[Data entries]
====================

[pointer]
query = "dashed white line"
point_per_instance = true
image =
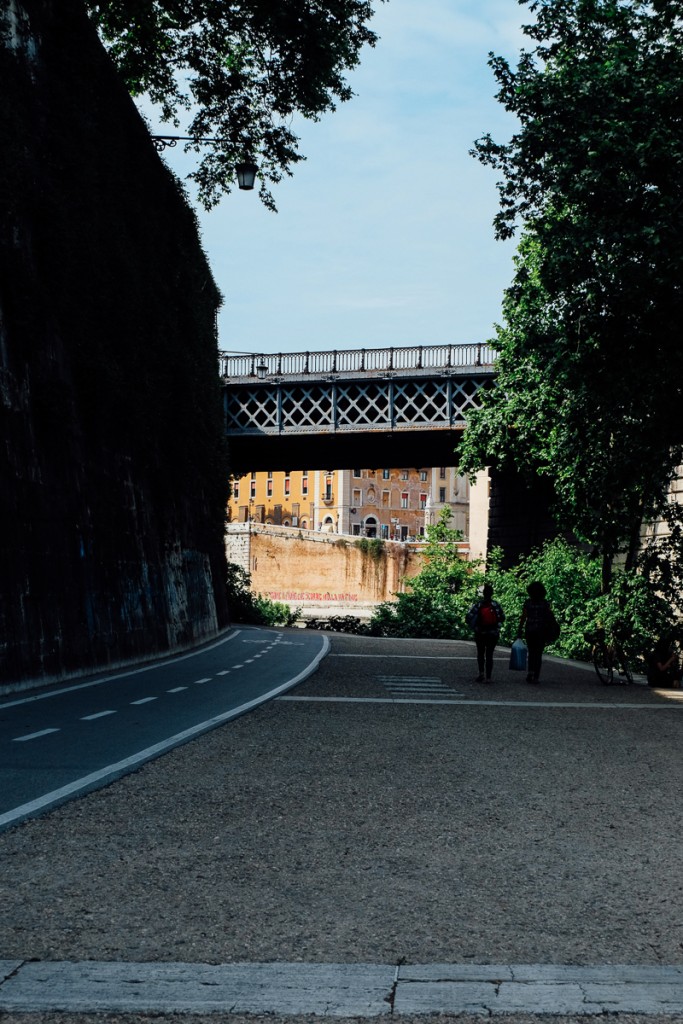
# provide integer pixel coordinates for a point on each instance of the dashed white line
(33, 735)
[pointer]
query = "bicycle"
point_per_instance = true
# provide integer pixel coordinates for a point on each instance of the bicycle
(608, 659)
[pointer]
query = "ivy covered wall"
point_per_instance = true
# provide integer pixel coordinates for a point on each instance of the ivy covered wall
(113, 462)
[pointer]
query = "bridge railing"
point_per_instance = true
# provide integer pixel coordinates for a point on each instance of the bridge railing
(371, 360)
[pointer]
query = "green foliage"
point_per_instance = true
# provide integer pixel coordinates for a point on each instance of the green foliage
(635, 610)
(589, 389)
(254, 608)
(240, 71)
(438, 597)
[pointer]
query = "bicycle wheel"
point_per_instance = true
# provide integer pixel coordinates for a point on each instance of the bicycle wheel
(625, 674)
(603, 664)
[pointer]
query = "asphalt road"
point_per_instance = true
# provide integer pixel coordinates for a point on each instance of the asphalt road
(66, 740)
(388, 839)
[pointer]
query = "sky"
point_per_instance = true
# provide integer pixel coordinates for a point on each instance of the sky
(383, 236)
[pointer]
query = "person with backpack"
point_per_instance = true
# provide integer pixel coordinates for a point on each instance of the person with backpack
(484, 617)
(539, 627)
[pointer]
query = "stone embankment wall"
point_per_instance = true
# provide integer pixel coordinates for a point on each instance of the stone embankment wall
(113, 467)
(323, 573)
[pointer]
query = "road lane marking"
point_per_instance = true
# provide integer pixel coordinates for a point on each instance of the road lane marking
(34, 735)
(122, 675)
(113, 771)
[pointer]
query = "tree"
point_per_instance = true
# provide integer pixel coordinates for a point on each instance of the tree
(590, 364)
(241, 72)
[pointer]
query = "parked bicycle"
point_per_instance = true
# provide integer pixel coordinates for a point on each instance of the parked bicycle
(609, 660)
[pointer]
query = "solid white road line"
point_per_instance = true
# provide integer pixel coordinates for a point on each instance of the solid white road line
(119, 768)
(34, 735)
(121, 675)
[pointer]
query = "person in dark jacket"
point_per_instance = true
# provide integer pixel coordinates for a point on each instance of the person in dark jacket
(484, 617)
(534, 627)
(664, 669)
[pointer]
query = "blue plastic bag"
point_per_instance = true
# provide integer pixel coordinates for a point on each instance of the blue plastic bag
(518, 656)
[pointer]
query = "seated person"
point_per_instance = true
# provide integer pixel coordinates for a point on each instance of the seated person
(664, 669)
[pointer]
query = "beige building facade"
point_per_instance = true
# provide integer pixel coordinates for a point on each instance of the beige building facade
(387, 503)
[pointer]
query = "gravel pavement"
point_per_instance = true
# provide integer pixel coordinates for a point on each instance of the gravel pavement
(510, 824)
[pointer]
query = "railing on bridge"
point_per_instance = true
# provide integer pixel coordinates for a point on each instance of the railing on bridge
(364, 360)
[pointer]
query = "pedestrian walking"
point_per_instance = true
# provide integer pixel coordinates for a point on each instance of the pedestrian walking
(539, 627)
(664, 668)
(484, 617)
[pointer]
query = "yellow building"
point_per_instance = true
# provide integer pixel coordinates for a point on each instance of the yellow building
(393, 504)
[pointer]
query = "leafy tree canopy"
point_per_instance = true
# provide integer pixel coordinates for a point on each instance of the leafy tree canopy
(591, 366)
(239, 71)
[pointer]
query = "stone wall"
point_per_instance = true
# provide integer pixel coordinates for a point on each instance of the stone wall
(323, 573)
(113, 468)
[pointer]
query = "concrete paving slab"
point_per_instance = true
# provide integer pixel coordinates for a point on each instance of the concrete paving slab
(7, 968)
(339, 989)
(325, 989)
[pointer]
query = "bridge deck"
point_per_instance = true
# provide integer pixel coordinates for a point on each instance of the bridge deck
(352, 364)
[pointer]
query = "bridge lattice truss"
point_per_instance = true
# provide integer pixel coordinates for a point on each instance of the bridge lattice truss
(410, 398)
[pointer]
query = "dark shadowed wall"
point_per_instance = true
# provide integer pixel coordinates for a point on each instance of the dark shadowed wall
(113, 464)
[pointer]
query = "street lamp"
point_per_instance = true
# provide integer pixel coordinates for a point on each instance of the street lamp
(246, 173)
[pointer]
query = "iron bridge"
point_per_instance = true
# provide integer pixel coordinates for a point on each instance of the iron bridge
(415, 397)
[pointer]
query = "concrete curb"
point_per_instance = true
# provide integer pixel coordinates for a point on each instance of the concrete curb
(339, 989)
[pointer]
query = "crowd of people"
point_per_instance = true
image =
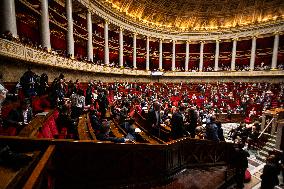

====================

[Exercise]
Extract each line of the data above that contains the word "with", reproducing every such line in full.

[Reply to the exercise]
query = "person with backpack"
# provide integer pixel coordinates for a point on each instance of the person with backpack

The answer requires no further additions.